[What to produce] The entries below are to be repeated verbatim, in full.

------------------------

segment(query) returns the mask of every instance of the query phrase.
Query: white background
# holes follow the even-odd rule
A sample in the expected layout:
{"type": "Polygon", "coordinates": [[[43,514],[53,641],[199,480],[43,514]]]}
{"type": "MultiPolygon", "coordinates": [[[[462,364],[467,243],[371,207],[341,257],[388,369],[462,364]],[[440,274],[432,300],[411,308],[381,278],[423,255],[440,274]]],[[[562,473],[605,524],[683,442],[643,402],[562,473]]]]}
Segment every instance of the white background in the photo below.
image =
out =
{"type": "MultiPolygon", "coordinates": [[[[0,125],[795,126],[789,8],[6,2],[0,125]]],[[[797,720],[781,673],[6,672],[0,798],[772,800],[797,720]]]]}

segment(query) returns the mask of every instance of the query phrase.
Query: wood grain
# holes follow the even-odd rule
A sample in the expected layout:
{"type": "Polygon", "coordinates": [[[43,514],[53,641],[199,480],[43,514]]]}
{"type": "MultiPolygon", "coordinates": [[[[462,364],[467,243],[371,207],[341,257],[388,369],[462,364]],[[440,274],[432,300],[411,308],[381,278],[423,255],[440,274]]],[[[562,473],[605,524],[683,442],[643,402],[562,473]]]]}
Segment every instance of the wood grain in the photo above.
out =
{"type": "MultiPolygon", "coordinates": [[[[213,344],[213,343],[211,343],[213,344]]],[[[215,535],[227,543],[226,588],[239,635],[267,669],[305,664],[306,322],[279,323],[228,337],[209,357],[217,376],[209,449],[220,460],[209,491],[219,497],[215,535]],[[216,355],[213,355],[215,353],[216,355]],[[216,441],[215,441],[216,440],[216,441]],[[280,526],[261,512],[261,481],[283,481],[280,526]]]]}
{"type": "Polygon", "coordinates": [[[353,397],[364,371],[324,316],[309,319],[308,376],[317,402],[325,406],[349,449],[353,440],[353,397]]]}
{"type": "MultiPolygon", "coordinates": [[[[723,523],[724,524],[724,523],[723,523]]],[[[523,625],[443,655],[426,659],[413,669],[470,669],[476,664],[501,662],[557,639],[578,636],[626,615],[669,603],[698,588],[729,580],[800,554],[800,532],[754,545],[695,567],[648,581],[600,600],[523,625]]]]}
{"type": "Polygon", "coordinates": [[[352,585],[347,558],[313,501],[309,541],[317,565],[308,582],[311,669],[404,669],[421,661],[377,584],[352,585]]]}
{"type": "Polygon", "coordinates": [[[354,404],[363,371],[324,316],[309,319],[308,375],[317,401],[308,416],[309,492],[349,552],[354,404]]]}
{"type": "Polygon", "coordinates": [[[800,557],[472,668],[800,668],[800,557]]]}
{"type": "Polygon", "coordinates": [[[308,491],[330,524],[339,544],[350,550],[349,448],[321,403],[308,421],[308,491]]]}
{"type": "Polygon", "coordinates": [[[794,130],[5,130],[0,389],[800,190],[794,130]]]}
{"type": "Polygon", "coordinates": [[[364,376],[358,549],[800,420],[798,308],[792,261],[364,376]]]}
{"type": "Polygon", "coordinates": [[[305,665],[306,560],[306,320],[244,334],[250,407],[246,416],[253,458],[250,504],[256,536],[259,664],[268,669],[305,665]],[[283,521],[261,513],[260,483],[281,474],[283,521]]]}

------------------------

[Output of the exercise]
segment(query) returns the mask of every instance of the query phrase.
Query: white background
# holes follow the even-odd rule
A sample in the expected layout:
{"type": "Polygon", "coordinates": [[[43,514],[53,641],[199,480],[43,514]]]}
{"type": "MultiPolygon", "coordinates": [[[[462,364],[467,243],[371,207],[341,257],[388,369],[462,364]],[[440,274],[432,300],[411,308],[381,278],[423,255],[440,274]]],[[[562,473],[605,524],[683,442],[643,402],[562,473]]]]}
Segment every instance of the white background in the photo below.
image =
out =
{"type": "MultiPolygon", "coordinates": [[[[0,125],[795,126],[789,8],[6,2],[0,125]]],[[[797,720],[781,673],[6,672],[0,798],[772,800],[797,720]]]]}

segment(query) returns the mask of every instance of the query phrase.
Query: wood grain
# holes follow the even-odd rule
A sample in the expected layout:
{"type": "Polygon", "coordinates": [[[43,514],[53,641],[199,480],[43,514]]]}
{"type": "MultiPolygon", "coordinates": [[[[462,364],[467,243],[371,207],[341,257],[388,369],[462,364]],[[440,274],[432,300],[411,308],[381,278],[423,255],[440,274]]],[[[562,473],[605,524],[683,442],[643,402],[562,473]]]]}
Segment every instance of the wood grain in the photo above.
out =
{"type": "MultiPolygon", "coordinates": [[[[213,344],[213,343],[211,343],[213,344]]],[[[215,535],[227,543],[226,588],[239,635],[267,669],[305,664],[306,322],[279,323],[228,337],[209,357],[217,376],[209,449],[220,460],[209,491],[219,497],[215,535]],[[216,355],[213,355],[215,353],[216,355]],[[216,441],[215,441],[216,440],[216,441]],[[280,526],[261,512],[261,481],[283,481],[280,526]]]]}
{"type": "Polygon", "coordinates": [[[353,397],[364,371],[324,316],[309,319],[308,376],[317,402],[325,406],[349,449],[353,440],[353,397]]]}
{"type": "MultiPolygon", "coordinates": [[[[723,523],[724,524],[724,523],[723,523]]],[[[523,625],[443,655],[426,659],[413,669],[470,669],[476,664],[501,662],[557,639],[578,636],[626,615],[669,603],[698,588],[729,580],[800,554],[800,532],[754,545],[695,567],[648,581],[600,600],[523,625]]]]}
{"type": "Polygon", "coordinates": [[[352,585],[347,558],[313,501],[309,541],[317,565],[308,582],[311,669],[404,669],[421,661],[377,584],[352,585]]]}
{"type": "Polygon", "coordinates": [[[354,404],[363,371],[324,316],[309,319],[308,375],[317,401],[308,416],[309,492],[349,552],[354,404]]]}
{"type": "Polygon", "coordinates": [[[800,557],[472,668],[800,668],[800,557]]]}
{"type": "Polygon", "coordinates": [[[308,491],[330,524],[339,544],[350,550],[349,448],[321,403],[308,421],[308,491]]]}
{"type": "Polygon", "coordinates": [[[794,130],[5,130],[0,389],[800,190],[794,130]]]}
{"type": "Polygon", "coordinates": [[[364,376],[358,549],[800,420],[798,308],[792,261],[364,376]]]}
{"type": "Polygon", "coordinates": [[[305,665],[306,560],[306,320],[244,334],[250,407],[246,416],[253,458],[250,504],[256,536],[259,664],[268,669],[305,665]],[[283,521],[261,513],[260,483],[281,474],[283,521]]]}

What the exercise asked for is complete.